— WHAT TO PRODUCE —
Rewrite the records from the line containing "Teacher note: have the class pick out the street light" through the end of the records, keeping every request line and raising each x and y coordinate in the answers by 62.

— DATA ROWS —
........
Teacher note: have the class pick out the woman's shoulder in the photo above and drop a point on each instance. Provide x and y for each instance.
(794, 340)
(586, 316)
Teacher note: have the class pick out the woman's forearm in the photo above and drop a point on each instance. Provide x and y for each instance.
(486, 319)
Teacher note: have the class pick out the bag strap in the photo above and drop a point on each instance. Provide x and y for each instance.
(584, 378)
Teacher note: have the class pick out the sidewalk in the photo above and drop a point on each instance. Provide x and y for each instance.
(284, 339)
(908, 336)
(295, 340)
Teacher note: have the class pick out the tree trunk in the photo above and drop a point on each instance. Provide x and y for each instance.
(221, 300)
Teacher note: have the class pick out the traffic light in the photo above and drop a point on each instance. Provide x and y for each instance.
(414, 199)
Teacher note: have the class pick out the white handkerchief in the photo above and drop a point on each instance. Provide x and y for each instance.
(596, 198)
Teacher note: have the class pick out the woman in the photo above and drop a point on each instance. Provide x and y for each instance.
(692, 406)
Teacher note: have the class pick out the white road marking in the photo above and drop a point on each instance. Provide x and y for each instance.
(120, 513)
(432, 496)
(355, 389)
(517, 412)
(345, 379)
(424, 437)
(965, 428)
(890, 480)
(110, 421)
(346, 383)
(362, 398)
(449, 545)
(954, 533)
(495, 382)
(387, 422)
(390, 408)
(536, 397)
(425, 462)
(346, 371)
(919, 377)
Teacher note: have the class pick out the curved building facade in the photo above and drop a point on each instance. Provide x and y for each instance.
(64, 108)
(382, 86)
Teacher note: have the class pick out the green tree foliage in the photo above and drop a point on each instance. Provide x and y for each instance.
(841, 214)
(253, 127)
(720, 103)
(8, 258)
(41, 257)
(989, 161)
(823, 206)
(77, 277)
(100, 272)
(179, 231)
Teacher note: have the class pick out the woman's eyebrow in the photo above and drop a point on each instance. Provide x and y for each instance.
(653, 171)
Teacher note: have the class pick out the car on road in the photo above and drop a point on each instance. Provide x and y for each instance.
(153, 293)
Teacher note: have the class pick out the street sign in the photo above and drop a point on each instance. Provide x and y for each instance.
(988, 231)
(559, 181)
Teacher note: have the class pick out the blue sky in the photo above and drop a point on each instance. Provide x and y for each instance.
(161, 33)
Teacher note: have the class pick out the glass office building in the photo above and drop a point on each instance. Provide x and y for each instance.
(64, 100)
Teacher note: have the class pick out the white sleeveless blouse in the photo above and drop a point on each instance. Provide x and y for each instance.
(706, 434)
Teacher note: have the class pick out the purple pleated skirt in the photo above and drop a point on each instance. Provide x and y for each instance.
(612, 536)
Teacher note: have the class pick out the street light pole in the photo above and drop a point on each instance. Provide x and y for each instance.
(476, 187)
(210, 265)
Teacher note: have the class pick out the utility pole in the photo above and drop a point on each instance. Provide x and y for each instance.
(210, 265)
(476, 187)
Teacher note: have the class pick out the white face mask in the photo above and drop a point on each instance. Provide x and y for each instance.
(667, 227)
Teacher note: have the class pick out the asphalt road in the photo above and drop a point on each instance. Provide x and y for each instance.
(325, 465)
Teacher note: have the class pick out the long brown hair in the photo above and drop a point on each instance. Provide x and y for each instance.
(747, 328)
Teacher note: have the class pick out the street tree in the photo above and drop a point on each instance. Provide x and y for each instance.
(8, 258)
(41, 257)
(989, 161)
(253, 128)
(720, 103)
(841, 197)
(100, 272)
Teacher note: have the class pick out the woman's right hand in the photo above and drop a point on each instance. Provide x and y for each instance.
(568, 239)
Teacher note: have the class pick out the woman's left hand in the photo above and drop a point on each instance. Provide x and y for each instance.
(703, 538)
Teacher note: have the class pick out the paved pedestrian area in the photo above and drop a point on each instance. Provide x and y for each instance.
........
— PROBLEM SOLUTION —
Teacher note: have the class pick out the street light pole in the photo above and drop a point on each instance. Provide x and y for each instance.
(538, 249)
(272, 327)
Teacher note: have the class pick out the utility pole in the photo above and drop a point on each instance. Provide x and y for each instance.
(272, 327)
(538, 249)
Teacher note: have the class pick out the white face mask in the photo above and drop a point on each instance. Provide x and y for each instance.
(729, 289)
Teacher note: have the class pick out the asphalt road in the photo above and drop a point on each instance. Provide x and y for each instance.
(387, 527)
Teacher note: have the class pick out the long brown hair in the photo above and drop a point on each instance. Provide x and y for each instance.
(809, 390)
Teacher note: have the class pick out the street tree in the photo above and drop a point on each instance. Provide x and y for each instance.
(70, 320)
(103, 319)
(1051, 223)
(315, 190)
(782, 165)
(903, 259)
(162, 334)
Teacher note: have the class pick out the woman's right hand in the photo above and drop a point on each instance. Provide x and y for each instance.
(630, 301)
Teacher note: have the class pick out the woman's left hand in the photo above and drop a point on each instance. Provide x and y for each instance.
(765, 600)
Teacher note: have the class pick out the paved pedestrian area in the photo above and drop a point on each instance. Provide x and y for each instance.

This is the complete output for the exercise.